Pick up the article on how Ruby libraries decode Excel files and continue it past its final sentence.

>> Begin Page

What you get is NOT what you see

One important thing that people often miss is that Unxls and other Excel-related Ruby libraries, like Spreadsheet or rubyXL, only decode (in most cases) data from files as it is. What you see in Excel is a result of Excel's interpretation of that data, and the difference (between the persisted data and the displayed result) can be significant. For example, Excel's feature called number formats allows users to display the same cell contents in a variety of ways. A number 1800 can be displayed, depending on the specified format, as either 1.8E+03, $1800.00 or 1-800-COOKIES. Number formats is in fact a kind of templating language, which has grown to support a lot of features over the years, including conditions, country codes and text coloring. However, the cell value itself is persisted as either a 64-bit floating-point number (if RK or MulRk types of record are used) or a 30-bit floating-point or signed integer number (if Number type is used), and the corresponding number format is saved as a string ("0,0E+00" in the first case). So to be able to get exact same results as Excel displays, one needs to implement certain Excel's functionality (like this JS library does, for example).

>> End Page
>> Begin Record excerpts

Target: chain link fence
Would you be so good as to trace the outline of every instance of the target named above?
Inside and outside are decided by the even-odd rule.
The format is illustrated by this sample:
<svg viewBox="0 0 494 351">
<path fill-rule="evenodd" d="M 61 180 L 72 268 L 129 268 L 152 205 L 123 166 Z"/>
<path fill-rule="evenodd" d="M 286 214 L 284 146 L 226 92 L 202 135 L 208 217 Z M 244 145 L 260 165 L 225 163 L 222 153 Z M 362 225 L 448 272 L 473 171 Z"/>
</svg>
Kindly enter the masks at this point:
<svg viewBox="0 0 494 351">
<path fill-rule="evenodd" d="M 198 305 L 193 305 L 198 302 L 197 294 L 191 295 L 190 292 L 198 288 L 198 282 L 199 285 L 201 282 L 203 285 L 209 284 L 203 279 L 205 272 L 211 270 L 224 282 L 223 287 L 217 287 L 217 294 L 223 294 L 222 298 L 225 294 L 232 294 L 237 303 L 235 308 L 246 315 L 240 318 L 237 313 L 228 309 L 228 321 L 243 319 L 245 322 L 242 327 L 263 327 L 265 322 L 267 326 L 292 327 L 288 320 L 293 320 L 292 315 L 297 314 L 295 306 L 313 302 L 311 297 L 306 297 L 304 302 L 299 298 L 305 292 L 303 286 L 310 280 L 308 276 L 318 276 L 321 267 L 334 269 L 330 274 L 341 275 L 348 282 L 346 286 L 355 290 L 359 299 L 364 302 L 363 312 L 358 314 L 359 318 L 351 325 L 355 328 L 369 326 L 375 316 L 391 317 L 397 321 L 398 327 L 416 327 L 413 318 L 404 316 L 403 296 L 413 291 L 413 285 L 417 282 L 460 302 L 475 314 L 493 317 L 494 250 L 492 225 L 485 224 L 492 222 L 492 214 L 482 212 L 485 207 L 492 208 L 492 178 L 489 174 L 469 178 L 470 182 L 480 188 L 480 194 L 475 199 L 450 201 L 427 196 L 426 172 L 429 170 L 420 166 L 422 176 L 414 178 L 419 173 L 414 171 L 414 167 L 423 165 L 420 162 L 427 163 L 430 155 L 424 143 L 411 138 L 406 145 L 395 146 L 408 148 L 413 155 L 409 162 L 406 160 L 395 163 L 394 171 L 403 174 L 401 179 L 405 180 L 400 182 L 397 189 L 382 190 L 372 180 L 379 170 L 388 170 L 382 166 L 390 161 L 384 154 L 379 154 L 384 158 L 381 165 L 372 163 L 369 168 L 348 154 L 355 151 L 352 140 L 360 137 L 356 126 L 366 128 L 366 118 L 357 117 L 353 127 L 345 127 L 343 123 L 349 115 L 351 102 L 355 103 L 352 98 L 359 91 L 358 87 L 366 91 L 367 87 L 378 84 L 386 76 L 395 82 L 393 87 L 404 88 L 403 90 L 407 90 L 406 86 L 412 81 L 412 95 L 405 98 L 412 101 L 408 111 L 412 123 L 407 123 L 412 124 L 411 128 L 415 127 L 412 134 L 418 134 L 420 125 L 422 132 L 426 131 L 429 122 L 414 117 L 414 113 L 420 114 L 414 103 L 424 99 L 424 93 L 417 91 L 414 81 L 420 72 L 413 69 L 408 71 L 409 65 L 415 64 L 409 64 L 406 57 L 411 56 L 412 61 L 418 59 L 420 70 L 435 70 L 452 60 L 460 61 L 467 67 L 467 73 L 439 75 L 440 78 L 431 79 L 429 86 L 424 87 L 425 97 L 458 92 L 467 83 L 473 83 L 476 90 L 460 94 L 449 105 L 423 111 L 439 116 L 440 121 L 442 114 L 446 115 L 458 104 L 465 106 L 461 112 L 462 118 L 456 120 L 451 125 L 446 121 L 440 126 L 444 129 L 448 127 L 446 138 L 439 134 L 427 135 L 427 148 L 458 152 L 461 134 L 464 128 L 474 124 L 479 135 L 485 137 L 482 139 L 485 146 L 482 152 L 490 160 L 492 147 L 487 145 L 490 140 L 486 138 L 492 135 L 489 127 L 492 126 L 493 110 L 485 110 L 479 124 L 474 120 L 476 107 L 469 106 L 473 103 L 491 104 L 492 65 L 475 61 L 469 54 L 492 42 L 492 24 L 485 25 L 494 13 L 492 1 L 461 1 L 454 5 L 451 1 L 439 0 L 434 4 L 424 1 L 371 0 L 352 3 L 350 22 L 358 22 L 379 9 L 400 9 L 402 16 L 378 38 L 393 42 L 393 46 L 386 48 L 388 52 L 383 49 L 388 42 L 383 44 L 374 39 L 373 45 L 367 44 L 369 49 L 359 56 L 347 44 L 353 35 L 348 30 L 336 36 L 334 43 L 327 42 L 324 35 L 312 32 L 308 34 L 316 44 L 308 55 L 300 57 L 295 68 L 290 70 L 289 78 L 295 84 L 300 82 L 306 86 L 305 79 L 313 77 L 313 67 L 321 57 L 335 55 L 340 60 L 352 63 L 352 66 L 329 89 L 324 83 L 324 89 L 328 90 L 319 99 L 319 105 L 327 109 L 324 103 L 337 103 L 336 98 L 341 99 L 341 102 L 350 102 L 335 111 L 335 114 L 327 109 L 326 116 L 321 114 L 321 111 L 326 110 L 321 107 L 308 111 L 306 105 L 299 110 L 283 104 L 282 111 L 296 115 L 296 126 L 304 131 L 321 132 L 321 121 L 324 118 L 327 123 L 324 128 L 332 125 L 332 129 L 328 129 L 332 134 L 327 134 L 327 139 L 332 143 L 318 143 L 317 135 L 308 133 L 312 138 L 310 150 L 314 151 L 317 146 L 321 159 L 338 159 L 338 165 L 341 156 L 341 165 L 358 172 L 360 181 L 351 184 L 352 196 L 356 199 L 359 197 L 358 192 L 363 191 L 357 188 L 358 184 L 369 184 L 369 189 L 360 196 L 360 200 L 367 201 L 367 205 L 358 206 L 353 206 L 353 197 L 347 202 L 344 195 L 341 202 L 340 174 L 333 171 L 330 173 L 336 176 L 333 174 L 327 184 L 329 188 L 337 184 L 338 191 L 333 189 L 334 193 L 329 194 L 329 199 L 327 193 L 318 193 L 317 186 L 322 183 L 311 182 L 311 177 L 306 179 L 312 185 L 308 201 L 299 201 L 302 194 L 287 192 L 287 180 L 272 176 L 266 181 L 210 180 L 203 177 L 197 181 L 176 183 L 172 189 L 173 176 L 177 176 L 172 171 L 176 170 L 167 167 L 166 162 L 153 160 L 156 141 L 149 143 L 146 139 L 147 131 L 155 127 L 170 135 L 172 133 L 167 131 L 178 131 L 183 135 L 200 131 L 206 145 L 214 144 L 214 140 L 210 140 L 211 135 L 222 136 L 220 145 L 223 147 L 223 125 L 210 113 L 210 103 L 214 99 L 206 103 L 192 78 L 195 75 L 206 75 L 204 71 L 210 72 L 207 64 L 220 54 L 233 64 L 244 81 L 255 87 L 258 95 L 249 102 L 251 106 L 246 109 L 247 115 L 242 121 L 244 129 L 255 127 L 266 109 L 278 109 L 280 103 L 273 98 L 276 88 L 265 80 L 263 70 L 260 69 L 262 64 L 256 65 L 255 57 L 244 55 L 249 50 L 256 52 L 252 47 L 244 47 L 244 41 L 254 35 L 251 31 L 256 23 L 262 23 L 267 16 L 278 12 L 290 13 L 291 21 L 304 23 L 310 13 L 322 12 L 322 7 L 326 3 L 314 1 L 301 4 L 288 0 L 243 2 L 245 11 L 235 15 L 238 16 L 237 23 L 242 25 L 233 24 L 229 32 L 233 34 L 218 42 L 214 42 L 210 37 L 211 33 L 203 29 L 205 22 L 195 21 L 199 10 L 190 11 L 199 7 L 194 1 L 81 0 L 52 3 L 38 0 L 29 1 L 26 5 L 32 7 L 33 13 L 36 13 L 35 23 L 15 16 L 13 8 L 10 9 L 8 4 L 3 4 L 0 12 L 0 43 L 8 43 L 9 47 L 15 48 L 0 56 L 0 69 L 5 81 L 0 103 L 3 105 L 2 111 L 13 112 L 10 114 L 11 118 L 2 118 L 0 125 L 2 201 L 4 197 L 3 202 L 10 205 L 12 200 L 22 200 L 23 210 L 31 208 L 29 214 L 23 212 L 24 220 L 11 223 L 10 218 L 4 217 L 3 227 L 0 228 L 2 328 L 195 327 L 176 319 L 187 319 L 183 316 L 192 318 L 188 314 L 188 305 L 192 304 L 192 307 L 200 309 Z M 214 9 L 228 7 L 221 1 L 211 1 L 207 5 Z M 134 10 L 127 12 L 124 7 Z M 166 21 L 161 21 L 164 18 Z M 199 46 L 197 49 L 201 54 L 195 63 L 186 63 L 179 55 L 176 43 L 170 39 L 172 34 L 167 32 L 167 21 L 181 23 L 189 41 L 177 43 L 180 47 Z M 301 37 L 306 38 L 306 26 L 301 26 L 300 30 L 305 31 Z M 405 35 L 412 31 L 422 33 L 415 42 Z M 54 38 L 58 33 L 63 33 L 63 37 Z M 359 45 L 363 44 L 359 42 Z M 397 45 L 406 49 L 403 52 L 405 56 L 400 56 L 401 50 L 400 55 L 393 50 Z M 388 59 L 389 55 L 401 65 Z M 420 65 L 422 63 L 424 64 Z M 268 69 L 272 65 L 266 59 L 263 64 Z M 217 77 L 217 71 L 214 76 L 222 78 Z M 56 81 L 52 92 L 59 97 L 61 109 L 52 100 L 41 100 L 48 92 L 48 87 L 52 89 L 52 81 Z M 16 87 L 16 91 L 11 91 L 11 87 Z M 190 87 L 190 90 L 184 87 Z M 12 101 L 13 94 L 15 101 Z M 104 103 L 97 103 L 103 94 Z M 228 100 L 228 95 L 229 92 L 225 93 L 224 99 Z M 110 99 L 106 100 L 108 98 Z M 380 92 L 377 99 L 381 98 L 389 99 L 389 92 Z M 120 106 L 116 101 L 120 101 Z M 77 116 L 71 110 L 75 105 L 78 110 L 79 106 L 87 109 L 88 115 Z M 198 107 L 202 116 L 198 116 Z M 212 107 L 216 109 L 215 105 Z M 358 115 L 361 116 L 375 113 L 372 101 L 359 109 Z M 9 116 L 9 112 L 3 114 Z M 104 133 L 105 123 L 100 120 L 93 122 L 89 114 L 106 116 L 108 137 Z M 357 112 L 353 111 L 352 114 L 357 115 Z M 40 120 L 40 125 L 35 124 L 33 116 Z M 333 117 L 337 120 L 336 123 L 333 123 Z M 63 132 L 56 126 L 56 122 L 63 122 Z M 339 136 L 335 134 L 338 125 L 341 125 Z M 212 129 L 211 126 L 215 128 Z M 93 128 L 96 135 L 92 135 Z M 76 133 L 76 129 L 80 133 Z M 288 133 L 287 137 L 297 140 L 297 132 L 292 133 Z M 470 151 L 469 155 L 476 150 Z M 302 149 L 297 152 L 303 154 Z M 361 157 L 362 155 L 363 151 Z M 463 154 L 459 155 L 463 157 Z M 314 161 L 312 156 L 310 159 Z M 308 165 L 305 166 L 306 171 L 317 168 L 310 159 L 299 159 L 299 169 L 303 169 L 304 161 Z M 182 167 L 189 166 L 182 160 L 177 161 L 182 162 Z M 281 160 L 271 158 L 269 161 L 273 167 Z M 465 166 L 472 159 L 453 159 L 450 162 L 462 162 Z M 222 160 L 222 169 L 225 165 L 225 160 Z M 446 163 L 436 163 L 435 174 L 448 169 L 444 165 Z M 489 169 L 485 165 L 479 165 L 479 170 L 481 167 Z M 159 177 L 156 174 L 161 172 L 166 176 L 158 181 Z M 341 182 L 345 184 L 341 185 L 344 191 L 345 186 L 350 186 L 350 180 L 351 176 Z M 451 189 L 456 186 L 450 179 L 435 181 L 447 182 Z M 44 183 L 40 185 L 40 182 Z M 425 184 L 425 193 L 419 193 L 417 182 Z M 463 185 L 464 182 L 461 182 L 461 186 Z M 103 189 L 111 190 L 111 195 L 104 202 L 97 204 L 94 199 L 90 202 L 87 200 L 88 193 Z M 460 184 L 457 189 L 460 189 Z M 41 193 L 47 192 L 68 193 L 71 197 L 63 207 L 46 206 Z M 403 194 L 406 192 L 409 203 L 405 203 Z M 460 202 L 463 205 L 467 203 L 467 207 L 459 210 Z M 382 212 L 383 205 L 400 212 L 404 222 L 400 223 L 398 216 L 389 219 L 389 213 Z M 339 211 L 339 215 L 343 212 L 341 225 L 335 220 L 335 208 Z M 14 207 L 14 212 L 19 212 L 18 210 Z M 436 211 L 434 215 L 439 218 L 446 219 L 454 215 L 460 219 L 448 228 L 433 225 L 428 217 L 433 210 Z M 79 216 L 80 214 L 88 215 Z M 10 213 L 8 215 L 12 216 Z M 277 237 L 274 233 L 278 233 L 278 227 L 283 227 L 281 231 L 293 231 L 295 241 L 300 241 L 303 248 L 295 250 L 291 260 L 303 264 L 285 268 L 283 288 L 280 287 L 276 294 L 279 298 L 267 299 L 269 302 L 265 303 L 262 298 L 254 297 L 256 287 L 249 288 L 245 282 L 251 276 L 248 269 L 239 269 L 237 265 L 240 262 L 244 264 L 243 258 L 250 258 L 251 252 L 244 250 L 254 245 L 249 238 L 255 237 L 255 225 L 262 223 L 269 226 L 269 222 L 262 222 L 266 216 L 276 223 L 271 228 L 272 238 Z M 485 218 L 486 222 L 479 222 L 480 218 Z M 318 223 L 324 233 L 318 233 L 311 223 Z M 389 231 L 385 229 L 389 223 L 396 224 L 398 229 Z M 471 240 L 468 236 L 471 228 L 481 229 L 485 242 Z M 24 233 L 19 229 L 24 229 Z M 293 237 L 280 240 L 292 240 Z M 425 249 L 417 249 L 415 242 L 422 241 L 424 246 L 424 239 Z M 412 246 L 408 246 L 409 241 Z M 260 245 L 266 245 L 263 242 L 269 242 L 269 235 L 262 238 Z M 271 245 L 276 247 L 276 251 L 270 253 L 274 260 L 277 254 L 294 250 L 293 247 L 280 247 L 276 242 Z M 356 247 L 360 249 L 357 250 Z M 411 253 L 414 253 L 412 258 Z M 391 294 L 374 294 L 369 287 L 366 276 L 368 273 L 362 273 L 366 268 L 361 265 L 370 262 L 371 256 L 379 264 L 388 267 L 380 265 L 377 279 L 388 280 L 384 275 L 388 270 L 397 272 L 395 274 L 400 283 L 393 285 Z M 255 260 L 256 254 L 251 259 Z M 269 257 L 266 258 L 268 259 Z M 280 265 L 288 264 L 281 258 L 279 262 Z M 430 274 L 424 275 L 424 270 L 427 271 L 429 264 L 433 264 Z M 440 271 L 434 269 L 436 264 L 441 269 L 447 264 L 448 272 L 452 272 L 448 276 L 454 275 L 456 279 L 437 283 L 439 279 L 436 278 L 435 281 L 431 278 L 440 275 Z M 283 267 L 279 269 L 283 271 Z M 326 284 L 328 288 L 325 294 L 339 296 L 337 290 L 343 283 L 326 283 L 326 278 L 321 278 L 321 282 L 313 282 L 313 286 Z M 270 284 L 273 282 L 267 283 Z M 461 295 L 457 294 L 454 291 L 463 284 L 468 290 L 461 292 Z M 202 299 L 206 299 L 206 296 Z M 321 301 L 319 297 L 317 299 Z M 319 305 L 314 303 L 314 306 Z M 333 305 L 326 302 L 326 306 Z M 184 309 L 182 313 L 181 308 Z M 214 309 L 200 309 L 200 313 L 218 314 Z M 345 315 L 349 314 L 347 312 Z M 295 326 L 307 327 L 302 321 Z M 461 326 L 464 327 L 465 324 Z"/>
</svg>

>> End Record excerpts

Exercise response -
Coverage

At the moment, the gem decodes only the Globals and Worksheet substreams from Workbook stream of the BIFF8 OLE compound files.

Globals substream

These records are decoded:
General: BOF, BoundSheet8, CalcPrecision, CodePage, Country, Date1904, FilePass
Cell values: SST
Cell formatting: DXF, Font, Format, Palette, Style, StyleExt, TableStyle, TableStyleElement, TableStyles, Theme, XF, XFExt

Worksheet substream

These records are decoded:
General: Dimensions, MergeCells, WsBool
Cell values: Blank, BoolErr, Formula, HLink, HLinkTooltip, LabelSst, MulBlank, MulRk, Note, Number, RK, String
Conditional formatting: CF, CF12, CFEx, CondFmt, CondFmt12
Cell formatting: ColInfo, PhoneticInfo, Row
Table (former List): Feature11, Feature12, List12
PivotTable: SxView, SXViewEx9
Other: Obj (partial support), TxO

Supported encryption algorithms

Unxls can decrypt password-protected files, if the password is known, or if the default password (VelvetSweatshop) is used. It supports all encryption types that can be used in binary Excel files: XOR obfuscation (Method 1), 40-bit RC4 encryption and CryptoAPI encryption. However, I couldn't find any files that would use CryptoAPI type with AES192 or AES256 ciphers, so only AES128 and RC4 were tested to date.
To provide a password for parsing an encrypted file, specify it in the arguments like this:

Unxls.parse('file.xls', { password: 'password' })

Development

The gem is written using as much plain Ruby as possible, with minimum dependencies to just work with future Ruby versions and require zero maintenance.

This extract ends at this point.